No DI ContainerDI Container
No DISpaghetti CodeService Locator Anti-Pattern
DIManual Dependency InjectionEnhanced Dependency Injection

Some took exception with the characterization of non-DI code as spaghetti code. My intent was not to be derogatory but was to succinctly describe the increased complexity of the control flow and the increased coupling of dependencies that occurs without dependency injection (due to the mixing of creation and logic concerns).  This post examines the use of this label and also contains an invitation to suggest an alternate metaphor for describing the structure of non-DI code in the context of an explanation of dependency injection.

Wikipedia describes spaghetti code as "a pejorative term for source code that has a complex and tangled control structure."  I hadn't intended to be uncomplimentary, but I do assert that the mixing of concerns caused by the lack of DI does indeed create a more complex and tangled flow.  Without dependency injection:

- creation concerns are mixed with the control flow (that is, with the application logic)
- object lifetime concerns are mixed with the control flow

Because creation instructions unrelated to the application logic are mixed in with the control flow, the control flow is (in my opinion) more complex and tangled without DI than with DI.  However, 'more complex and tangled than X' doesn't necessarily mean 'complex and tangled'.  So at what point does the mixing of concerns or additional complexity move from acceptable to spaghetti code?  Is the increased complexity in flow without DI enough by itself to merit term spaghetti code?  How many responsibilities can a unit of code have before turning into spaghetti?   How tight can couplings become before they are too tight?  I don't think that these questions can be answered outside of an individual's judgement within a particular context.  For my context in the original post of a high level comparison of the structural differences between DI code and non-DI code, I found the metaphor illustrative.

TASK 1: How many lines in the records below contain the string "nose", counting only matches with the same upper and lower case? Reply with the number alone.

WORKING DATA:
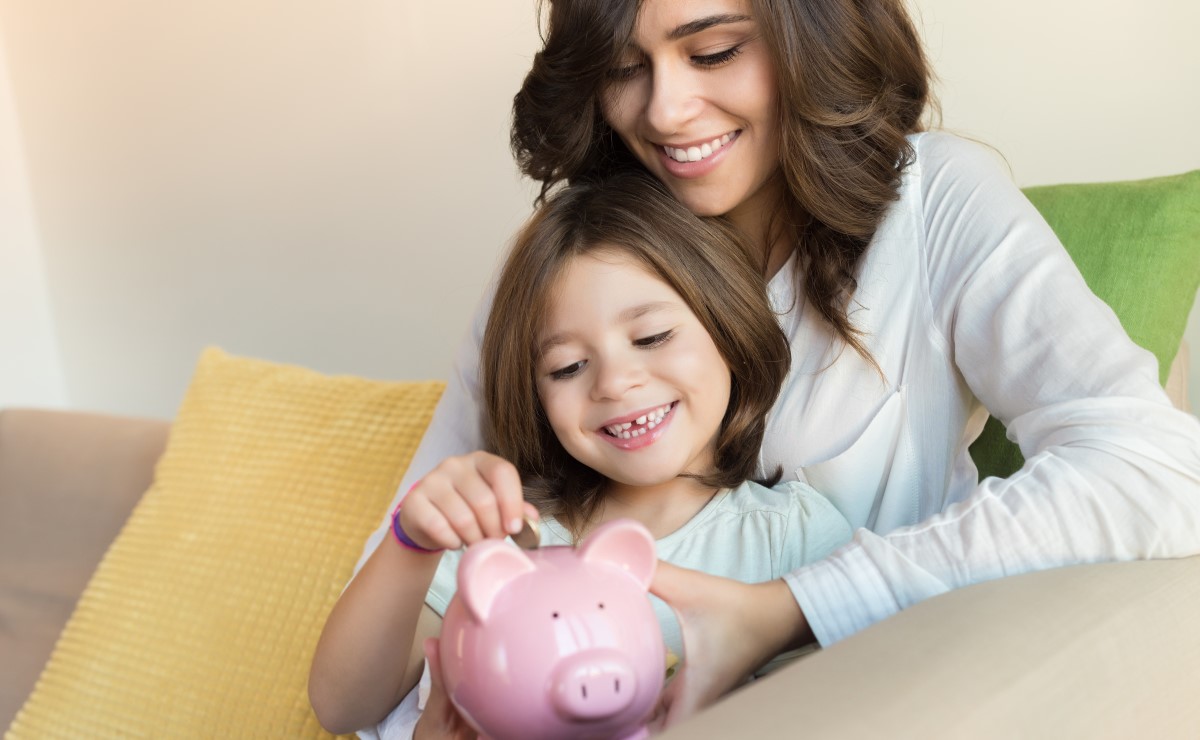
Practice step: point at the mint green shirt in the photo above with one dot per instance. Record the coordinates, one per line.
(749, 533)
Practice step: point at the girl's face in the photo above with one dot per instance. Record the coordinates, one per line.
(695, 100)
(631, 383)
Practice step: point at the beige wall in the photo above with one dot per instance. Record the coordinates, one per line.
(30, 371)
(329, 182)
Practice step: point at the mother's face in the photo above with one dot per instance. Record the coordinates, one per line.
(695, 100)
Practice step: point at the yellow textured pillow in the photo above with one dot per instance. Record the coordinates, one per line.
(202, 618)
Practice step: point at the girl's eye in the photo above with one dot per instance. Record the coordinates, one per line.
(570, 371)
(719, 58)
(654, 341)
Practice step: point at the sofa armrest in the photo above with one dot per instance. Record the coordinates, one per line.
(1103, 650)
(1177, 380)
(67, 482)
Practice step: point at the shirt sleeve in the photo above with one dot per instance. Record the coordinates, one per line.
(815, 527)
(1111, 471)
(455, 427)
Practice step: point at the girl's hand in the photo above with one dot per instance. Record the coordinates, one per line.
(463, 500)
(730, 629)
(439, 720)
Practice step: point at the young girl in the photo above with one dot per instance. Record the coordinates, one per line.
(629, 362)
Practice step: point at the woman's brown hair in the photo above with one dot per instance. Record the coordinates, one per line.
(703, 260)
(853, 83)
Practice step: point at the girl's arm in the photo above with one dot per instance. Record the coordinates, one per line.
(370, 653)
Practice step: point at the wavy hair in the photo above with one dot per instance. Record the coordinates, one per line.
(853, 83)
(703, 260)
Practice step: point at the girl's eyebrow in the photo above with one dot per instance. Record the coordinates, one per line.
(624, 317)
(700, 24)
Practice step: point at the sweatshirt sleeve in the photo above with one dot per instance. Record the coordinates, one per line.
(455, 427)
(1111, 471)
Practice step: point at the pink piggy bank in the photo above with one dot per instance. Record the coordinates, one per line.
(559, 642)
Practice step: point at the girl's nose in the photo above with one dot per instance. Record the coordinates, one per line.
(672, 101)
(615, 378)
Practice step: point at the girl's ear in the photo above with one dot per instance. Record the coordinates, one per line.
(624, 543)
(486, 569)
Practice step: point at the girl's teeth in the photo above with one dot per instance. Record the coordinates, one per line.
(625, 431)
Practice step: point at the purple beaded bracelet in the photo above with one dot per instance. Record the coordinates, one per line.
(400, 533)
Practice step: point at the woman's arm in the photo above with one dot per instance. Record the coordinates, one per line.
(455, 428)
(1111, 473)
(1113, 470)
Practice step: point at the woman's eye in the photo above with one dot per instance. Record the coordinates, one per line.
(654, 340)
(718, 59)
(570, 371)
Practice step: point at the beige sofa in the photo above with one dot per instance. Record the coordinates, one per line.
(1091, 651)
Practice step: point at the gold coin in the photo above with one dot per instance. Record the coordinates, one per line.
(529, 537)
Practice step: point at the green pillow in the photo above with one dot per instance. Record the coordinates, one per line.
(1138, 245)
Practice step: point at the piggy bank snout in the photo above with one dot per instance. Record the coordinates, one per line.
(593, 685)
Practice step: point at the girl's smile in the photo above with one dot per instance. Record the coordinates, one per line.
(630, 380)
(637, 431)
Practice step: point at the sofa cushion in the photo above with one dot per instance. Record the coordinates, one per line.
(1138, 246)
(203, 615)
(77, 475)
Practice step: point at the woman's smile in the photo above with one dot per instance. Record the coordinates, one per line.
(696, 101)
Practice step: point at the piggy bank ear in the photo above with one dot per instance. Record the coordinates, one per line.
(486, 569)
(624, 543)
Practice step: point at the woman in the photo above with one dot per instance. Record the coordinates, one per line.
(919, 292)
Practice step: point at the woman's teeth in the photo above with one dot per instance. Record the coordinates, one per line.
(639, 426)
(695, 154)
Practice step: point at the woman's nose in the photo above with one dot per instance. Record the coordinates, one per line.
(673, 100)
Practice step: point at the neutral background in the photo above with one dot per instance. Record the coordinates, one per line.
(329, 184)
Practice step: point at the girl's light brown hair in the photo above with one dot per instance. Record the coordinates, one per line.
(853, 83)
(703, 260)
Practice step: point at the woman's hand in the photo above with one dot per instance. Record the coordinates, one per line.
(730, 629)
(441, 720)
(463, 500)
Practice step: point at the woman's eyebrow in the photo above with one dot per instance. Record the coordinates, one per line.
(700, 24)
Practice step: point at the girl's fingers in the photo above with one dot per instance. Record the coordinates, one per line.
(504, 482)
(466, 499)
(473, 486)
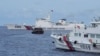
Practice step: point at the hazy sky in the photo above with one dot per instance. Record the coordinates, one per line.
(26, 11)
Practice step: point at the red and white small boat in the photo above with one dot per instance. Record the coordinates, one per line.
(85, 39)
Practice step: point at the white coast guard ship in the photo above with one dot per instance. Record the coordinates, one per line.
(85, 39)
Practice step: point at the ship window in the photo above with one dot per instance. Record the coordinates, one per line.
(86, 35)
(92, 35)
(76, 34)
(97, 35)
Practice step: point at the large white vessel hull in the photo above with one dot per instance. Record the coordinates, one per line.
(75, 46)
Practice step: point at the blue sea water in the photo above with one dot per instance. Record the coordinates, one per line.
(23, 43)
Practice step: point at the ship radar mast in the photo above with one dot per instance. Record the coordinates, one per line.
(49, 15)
---
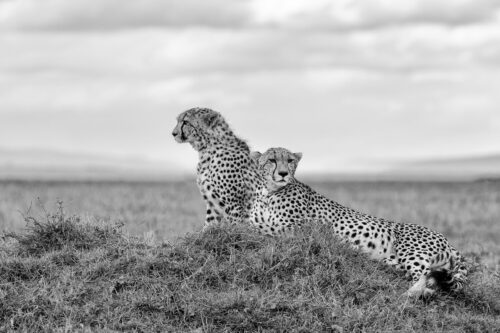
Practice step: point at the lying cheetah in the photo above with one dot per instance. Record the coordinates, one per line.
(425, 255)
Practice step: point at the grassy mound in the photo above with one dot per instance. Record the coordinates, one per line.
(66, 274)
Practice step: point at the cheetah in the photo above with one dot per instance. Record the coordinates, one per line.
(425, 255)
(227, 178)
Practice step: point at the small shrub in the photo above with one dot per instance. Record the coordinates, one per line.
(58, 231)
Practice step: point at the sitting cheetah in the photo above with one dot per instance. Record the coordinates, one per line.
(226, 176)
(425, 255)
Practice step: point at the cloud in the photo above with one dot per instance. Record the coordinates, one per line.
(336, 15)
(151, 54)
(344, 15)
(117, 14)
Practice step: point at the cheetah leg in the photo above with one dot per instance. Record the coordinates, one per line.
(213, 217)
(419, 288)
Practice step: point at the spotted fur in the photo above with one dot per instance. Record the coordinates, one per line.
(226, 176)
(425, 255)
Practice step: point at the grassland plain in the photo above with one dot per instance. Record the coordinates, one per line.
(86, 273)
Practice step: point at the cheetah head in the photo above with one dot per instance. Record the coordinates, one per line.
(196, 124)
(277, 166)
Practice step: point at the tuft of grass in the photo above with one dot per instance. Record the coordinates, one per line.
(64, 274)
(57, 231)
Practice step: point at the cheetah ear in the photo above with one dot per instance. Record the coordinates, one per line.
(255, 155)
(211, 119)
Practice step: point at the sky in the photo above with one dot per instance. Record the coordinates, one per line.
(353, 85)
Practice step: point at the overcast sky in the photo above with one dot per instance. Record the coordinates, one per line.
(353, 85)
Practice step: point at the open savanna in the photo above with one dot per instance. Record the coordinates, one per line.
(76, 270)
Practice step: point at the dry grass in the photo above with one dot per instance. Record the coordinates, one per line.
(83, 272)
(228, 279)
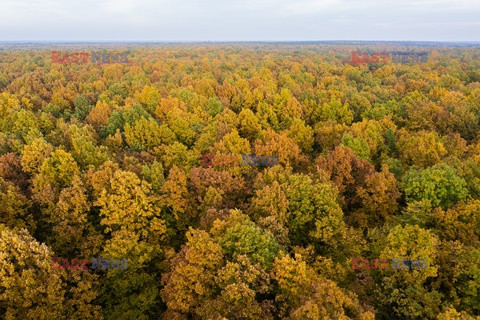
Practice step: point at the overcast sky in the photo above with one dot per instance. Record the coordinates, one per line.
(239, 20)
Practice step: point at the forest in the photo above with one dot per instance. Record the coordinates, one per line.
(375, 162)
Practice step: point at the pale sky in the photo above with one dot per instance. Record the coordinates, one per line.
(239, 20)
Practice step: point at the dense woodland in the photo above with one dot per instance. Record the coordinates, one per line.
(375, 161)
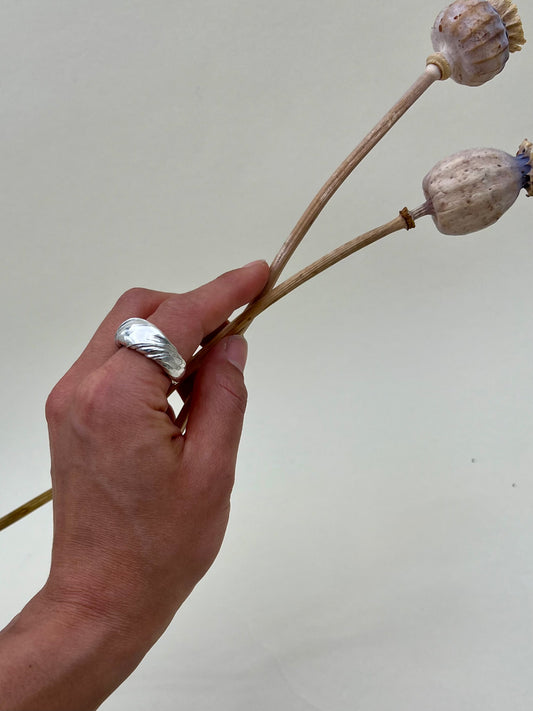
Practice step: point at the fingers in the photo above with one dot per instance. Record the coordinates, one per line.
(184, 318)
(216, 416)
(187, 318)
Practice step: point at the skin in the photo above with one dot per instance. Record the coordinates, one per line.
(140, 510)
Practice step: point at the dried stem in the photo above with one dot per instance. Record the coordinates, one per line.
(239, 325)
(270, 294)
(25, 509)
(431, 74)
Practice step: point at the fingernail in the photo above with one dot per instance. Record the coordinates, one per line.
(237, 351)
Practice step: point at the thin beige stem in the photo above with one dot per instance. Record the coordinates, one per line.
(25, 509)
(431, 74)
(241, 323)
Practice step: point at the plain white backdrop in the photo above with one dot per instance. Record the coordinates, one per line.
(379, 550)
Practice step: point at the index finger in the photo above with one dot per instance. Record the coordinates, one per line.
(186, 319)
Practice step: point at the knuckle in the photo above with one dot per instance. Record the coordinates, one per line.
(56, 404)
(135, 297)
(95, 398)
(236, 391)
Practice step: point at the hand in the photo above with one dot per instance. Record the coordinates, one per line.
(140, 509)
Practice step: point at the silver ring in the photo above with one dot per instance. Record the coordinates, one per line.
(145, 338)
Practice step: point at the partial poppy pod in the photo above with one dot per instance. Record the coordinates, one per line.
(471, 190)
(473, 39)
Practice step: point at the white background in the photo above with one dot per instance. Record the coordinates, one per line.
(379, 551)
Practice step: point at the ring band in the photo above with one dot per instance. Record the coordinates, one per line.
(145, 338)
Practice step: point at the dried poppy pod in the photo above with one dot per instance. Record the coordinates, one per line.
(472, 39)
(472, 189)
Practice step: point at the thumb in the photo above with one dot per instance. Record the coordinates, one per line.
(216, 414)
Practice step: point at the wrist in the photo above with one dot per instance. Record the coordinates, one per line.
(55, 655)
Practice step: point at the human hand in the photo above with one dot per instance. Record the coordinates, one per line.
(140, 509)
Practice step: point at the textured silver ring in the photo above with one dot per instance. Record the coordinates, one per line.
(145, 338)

TASK 2: Rewrite the post above on dependency injection, everything from "Wikipedia describes spaghetti" down to "the application logic)", swapping in "program flow" for each "control flow".

TASK RESULT 1: 2

TASK RESULT 2:
Wikipedia describes spaghetti code as "a pejorative term for source code that has a complex and tangled control structure."  I hadn't intended to be uncomplimentary, but I do assert that the mixing of concerns caused by the lack of DI does indeed create a more complex and tangled flow.  Without dependency injection:

- creation concerns are mixed with the program flow (that is, with the application logic)